## WORK TASK 1
Decide whether each statement agrees with the passage on cerebral revascularization. For each, answer yes or no and quote the deciding words of the passage. (a) The chicken wing training setting simulates brain pulsation movements. (b) A bypass may use vessels taken from elsewhere in the body. (c) Experimental training is needed because few such procedures are performed.
## WORK TASK 2
From the passage on cerebral revascularization, list every group of patients it says cerebrovascular bypass is used to treat.
## WORK TASK 3
Continue the passage on cerebral revascularization from its last sentence.

## PROVIDED PASSAGE
--- START ---
Cerebral Revascularization procedure or bypass is procedure where a neurosurgeon uses existing vessels in the head and brain or vessels harvested from another part of the body to either replace blood flow in parts of the brain that are hypoperfused or to augment blood flow in portions of the brain that are under risk of ischemia and tissue damage. Cerebrovascular bypass is used to treat selected patients with decreased blood flow through their carotid arteries, patients with large aneurysms, patients with moyamoya disease as well as some patients with brain tumors. Due to very low number of such procedures, it is necessary to establish experimental training for bypass surgery to keep the practical skills intact for the neurosurgeons. Bypass training on vessels isolated from chicken wing is an excellent tool for training neurosurgeon, s skills. However, this experimental setting is static and do not simulate the brain pulsation movements.
--- END ---
## RECORDED INFORMATION
--- START ---
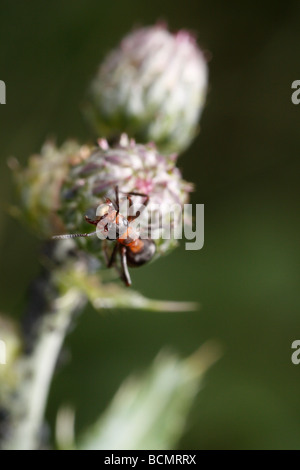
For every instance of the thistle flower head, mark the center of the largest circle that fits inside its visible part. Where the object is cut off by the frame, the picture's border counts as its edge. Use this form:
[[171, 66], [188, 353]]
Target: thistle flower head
[[132, 168], [63, 185], [153, 87]]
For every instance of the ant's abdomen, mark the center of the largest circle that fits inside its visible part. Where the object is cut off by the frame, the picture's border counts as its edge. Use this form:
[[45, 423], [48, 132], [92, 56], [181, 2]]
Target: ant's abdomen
[[140, 254]]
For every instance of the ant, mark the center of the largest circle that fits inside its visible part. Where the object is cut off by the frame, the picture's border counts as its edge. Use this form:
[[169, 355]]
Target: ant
[[133, 250]]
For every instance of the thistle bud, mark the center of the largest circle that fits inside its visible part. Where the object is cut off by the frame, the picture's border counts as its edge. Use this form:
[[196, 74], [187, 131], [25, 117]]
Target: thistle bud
[[153, 87], [132, 168], [63, 185]]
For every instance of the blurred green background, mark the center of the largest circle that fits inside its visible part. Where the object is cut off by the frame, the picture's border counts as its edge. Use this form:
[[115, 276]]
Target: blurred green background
[[245, 164]]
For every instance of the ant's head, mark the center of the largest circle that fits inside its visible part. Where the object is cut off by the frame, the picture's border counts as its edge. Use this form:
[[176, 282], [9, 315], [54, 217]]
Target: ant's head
[[105, 209]]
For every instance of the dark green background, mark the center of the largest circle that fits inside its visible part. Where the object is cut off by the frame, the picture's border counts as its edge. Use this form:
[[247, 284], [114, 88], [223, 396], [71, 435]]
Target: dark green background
[[245, 164]]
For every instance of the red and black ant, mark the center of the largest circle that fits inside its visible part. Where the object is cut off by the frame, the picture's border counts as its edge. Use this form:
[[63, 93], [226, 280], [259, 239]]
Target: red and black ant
[[111, 225]]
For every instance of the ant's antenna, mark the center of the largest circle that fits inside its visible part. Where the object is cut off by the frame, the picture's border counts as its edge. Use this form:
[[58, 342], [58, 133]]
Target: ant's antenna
[[74, 235]]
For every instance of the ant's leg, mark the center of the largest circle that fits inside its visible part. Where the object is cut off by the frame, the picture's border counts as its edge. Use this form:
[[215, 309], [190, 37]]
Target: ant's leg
[[125, 272], [112, 258], [145, 203], [90, 221], [117, 196]]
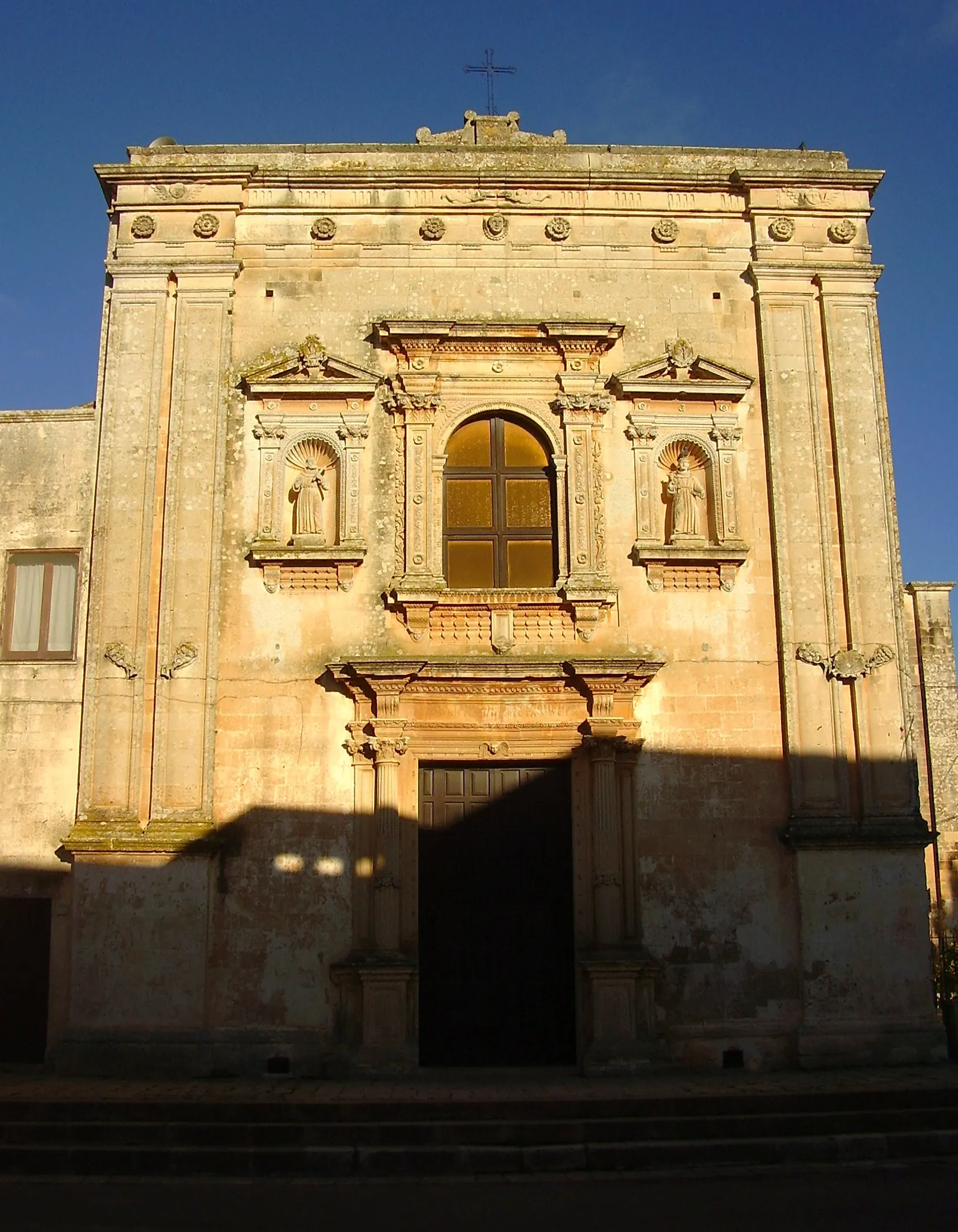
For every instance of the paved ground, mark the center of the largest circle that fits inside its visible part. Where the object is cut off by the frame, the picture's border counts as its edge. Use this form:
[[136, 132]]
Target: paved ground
[[872, 1200], [20, 1085]]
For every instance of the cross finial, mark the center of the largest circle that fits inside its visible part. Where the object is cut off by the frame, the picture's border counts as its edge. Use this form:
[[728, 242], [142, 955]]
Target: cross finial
[[489, 69]]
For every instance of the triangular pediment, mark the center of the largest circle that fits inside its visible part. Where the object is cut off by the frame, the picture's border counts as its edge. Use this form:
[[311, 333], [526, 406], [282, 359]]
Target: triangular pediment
[[304, 365], [682, 370]]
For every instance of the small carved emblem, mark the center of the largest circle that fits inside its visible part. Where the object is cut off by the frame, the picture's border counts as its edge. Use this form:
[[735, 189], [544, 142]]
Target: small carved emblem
[[681, 352], [495, 226], [206, 226], [782, 229], [123, 657], [845, 666], [842, 232], [665, 231], [142, 227], [183, 657]]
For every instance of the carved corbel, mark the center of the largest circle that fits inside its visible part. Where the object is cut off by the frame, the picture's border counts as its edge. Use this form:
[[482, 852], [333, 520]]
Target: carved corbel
[[120, 655], [184, 655], [846, 666]]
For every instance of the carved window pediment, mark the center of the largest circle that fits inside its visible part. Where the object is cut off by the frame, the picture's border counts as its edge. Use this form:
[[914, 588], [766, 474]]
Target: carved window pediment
[[311, 423], [682, 372]]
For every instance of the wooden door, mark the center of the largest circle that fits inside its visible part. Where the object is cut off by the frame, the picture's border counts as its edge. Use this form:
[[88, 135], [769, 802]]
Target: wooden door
[[496, 930]]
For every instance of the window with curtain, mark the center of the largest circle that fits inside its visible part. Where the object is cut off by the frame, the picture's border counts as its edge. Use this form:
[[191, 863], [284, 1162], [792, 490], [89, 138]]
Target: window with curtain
[[500, 507], [40, 607]]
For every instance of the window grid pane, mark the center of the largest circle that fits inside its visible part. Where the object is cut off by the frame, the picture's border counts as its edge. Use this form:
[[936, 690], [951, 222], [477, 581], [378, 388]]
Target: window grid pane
[[27, 604], [62, 605]]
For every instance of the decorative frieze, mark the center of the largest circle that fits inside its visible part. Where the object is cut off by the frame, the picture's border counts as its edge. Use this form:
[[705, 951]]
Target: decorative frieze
[[312, 426], [685, 435]]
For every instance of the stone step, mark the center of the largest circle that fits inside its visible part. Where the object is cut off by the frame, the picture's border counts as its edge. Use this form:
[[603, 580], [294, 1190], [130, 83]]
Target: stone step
[[430, 1161], [522, 1134]]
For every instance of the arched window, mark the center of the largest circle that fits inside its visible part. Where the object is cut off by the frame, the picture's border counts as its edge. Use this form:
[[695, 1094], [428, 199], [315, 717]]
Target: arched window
[[500, 507]]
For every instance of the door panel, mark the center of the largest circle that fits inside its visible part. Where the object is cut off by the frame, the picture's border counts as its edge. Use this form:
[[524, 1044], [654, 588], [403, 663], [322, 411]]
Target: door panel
[[496, 934]]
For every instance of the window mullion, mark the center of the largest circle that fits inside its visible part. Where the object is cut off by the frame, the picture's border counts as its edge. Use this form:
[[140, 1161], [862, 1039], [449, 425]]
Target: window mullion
[[45, 605]]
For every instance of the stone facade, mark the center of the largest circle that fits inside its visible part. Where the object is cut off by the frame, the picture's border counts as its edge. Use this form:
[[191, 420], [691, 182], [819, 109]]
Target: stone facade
[[221, 790]]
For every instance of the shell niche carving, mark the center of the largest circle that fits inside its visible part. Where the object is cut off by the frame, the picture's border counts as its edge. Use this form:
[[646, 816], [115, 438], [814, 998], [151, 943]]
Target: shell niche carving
[[311, 449]]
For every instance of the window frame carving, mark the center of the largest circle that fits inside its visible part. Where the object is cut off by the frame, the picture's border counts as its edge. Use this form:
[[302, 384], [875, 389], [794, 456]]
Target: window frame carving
[[47, 556], [304, 394]]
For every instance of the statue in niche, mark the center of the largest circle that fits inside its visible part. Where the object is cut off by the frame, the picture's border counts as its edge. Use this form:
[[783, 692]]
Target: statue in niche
[[310, 488], [686, 492]]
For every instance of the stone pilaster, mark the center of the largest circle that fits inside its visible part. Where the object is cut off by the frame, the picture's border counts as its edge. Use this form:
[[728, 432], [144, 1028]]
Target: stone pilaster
[[191, 557], [940, 713]]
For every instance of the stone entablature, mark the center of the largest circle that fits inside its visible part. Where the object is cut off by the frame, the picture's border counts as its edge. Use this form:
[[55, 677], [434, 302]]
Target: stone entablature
[[406, 710]]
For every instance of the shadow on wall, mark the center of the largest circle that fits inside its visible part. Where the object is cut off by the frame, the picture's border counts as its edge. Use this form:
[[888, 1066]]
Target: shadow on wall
[[217, 959]]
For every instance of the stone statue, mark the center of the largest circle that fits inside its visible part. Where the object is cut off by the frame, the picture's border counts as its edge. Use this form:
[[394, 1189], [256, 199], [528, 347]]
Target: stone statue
[[311, 488], [686, 492]]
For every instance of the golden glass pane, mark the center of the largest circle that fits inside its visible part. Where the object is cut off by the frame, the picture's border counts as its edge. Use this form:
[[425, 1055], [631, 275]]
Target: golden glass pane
[[470, 563], [527, 503], [469, 503], [471, 444], [531, 562], [522, 449]]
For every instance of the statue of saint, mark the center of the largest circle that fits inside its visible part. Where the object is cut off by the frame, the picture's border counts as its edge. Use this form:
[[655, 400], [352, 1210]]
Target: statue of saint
[[686, 493], [311, 487]]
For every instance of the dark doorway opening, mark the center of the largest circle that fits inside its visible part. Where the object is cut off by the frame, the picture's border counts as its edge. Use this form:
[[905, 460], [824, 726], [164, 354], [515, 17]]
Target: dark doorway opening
[[24, 978], [496, 928]]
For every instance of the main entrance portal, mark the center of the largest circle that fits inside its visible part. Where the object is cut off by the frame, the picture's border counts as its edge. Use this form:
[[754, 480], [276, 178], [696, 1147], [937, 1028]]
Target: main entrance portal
[[496, 933]]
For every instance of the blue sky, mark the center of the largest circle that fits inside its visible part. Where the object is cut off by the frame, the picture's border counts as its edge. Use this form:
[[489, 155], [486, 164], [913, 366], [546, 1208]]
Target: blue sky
[[80, 81]]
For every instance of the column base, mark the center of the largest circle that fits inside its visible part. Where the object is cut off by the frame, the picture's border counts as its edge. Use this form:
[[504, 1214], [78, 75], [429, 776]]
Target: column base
[[620, 1018], [378, 1019], [831, 1045]]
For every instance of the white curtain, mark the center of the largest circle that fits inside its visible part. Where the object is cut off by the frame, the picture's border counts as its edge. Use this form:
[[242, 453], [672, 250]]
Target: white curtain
[[27, 599], [62, 607]]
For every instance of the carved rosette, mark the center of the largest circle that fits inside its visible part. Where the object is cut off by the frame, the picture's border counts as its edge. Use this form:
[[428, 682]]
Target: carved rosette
[[842, 232], [665, 231], [206, 226], [142, 227], [782, 229]]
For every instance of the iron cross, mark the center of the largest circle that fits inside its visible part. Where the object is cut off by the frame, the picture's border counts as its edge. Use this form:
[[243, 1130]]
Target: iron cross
[[489, 69]]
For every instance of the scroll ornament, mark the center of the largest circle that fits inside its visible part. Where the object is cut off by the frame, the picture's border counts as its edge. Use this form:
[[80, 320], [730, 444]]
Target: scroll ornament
[[121, 657], [845, 666], [206, 226]]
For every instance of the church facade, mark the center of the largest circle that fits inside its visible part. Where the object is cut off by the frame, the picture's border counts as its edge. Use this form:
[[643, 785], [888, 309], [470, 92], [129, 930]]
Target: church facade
[[468, 628]]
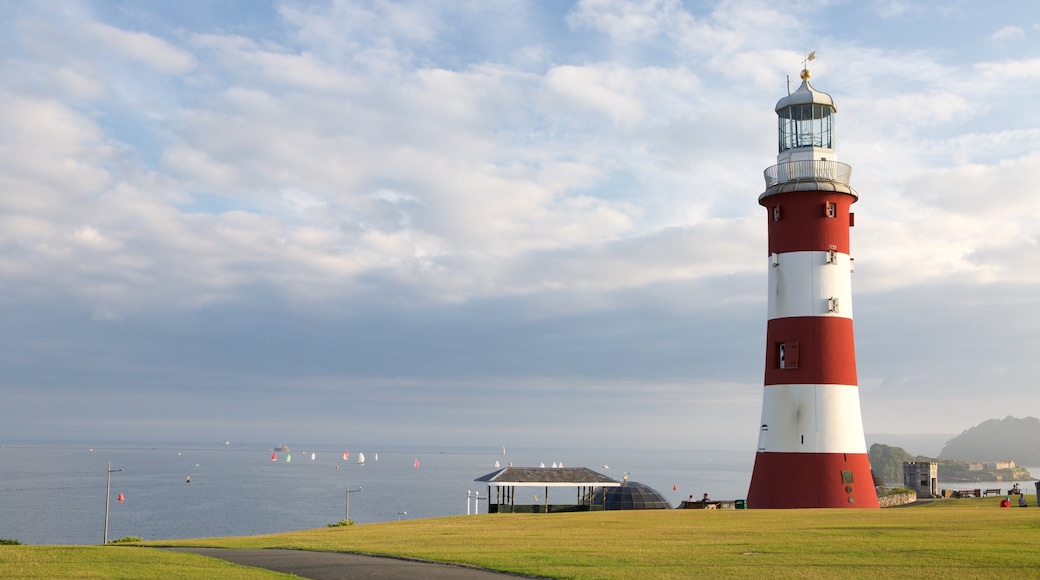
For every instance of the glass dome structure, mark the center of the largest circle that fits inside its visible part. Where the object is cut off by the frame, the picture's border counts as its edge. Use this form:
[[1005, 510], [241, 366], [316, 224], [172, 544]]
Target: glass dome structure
[[630, 495]]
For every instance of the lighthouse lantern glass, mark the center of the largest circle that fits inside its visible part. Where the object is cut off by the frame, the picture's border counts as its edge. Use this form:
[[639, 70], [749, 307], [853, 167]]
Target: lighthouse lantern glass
[[810, 125]]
--- END ---
## YOUR RESPONSE 1
(a) No: "this experimental setting is static and do not simulate the brain pulsation movements."
(b) Yes: "vessels harvested from another part of the body"
(c) Yes: "Due to very low number of such procedures, it is necessary to establish experimental training for bypass surgery"

## YOUR RESPONSE 2
- Patients with decreased blood flow through their carotid arteries
- Patients with large aneurysms
- Patients with moyamoya disease
- Some patients with brain tumors

## YOUR RESPONSE 3
Description

Here we established the experimental setting using vibrator massage seat under the prepared training vessels. The vessels were prepared from chicken wings and fixed on a head frame with a depth of 3 cm. Head frame was placed on the vibrator massage seat. A setting with frequency 60/ minute nicely simulated brain pulsation similar to heart beat of 60/ min leading to similar brain pulsation. A 10-0 suture was used to perform the end to side anasthamosis under the exoscope (Karl Storz GmH) using a magnification of 15 times at a focal distance of 200 mm. Our video demonstration shows that suturing under static condition is much easier than in condition with simulated brain pulsation. It is more challenging and needs more concentration and better hand motor skills and hand- eye coordination to perform sutures.

Conclusion

Our technical development is easy and simple for a better training of bypass surgery for young neurosurgeons.

Acknowledgement

We are thankful to Ehrnrooth Foundation for the Funding to SM for a clinical vascular and skull base fellowship at the department of Neurosurgery.